### EXCERPT TO READ

————

Mercutio brings up a good point that a lot of seem to forget. 
Training your dog to use his/her brain can make them VERY tired.


----------



## easilva

So much great advice! We'll have to move out of our current apartment first (no pets allowed) and now you've provided us with a lot of great suggestions that will help us choose the best possible environment/neighborhood for our new best friend! Thanks everyone!


----------



## cloquinn

I'm a little late to the party, but I wanted to remark on the running. We run with our V 4-5 times a week, up to about 10 miles for long runs (I don't like him to go further than that). He did great with the running in all temps, just about, until he was about 4 years old. We didn't start running distances with him until he was about 18 months. Now, we cannot take him for a run if it is over 75 degrees. After talking with his breeder, that's a pretty common thing. Now we get up early for those long runs and try to get home before it gets warm. Always take water with you for them and check their paw pads often, especially in the beginning. Rex once ran until his paw pads were bleeding but he wants so bad to keep us happy, he continued to run. I carried him for the next 2 days since he couldn't walk at all. If they're panting heavily, stop until the cool down and offer water. It can mess up your training schedule, I know, but it can really mess up the dog if they overheat. Remember that the dog cools himself down through his paw pads and through panting. His paw pads will likely be hot if your running on pavement, so that leaves him only with panting. Their tongues swell when they're hot, so if it's very wide and hanging out very far, stop until they cool down. If they lay down during your run, wait until they're ready to continue.

As for not running him daily, I think that's perfectly fine but he will still need some sort of structured walk. I will second (or third) the suggestion of mentally wearing them out, too. Even at almost 7 years old, we still try to train with him to keep him thinking. 

Good luck! Rex is the best running partner I've ever had and I hope you feel the same way about your V.

————

[Object pointing dataset rows]
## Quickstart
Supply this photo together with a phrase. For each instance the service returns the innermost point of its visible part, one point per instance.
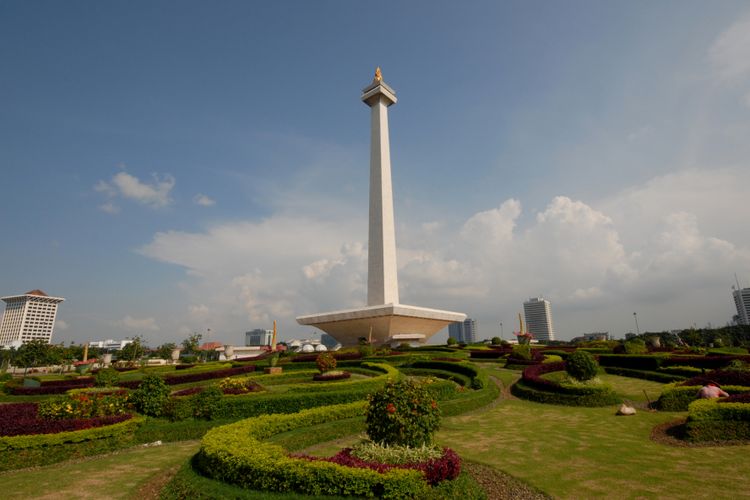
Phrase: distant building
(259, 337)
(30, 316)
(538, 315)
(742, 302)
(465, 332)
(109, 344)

————

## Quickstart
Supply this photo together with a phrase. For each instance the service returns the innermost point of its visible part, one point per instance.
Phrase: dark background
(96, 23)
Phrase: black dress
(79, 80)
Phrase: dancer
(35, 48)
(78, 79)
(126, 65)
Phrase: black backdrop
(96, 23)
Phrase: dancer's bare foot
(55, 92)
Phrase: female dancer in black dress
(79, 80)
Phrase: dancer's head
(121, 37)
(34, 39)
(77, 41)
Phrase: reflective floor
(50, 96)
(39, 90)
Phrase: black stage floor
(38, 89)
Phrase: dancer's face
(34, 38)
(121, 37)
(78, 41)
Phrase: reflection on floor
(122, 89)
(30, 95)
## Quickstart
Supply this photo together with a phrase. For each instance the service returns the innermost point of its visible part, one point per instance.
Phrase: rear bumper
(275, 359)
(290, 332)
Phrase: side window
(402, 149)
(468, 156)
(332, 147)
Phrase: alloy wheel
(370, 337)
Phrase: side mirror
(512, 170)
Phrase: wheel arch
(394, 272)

————

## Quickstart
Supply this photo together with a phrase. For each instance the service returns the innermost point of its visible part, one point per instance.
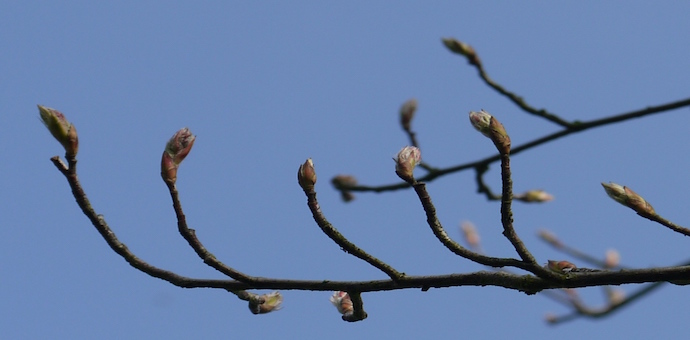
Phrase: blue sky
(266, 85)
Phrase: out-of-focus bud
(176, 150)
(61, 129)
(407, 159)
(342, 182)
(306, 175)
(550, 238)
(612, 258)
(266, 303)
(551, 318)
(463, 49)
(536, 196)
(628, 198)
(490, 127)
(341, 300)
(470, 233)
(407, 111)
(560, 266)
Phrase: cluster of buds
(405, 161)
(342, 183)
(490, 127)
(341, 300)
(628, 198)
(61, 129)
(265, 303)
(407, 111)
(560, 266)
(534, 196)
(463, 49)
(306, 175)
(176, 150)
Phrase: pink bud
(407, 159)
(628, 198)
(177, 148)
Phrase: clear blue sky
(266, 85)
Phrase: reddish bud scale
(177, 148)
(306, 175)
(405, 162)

————

### WORK INSTRUCTIONS
• A. From the forum thread about running with a dog, return the part that opens with the words containing "As for not running" and closes with "keep him thinking.".
• B. Answer these from the forum thread about running with a dog:
(i) How many times a week does the poster cloquinn run with the dog?
(ii) Above what temperature can that dog no longer be taken for a run?
(iii) Why does the poster easilva have to move out of the current apartment first?

### TASK SOLUTIONS
• A.
As for not running him daily, I think that's perfectly fine but he will still need some sort of structured walk. I will second (or third) the suggestion of mentally wearing them out, too. Even at almost 7 years old, we still try to train with him to keep him thinking.

• B.
(i) 4-5 times a week
(ii) 75 degrees
(iii) No pets are allowed there.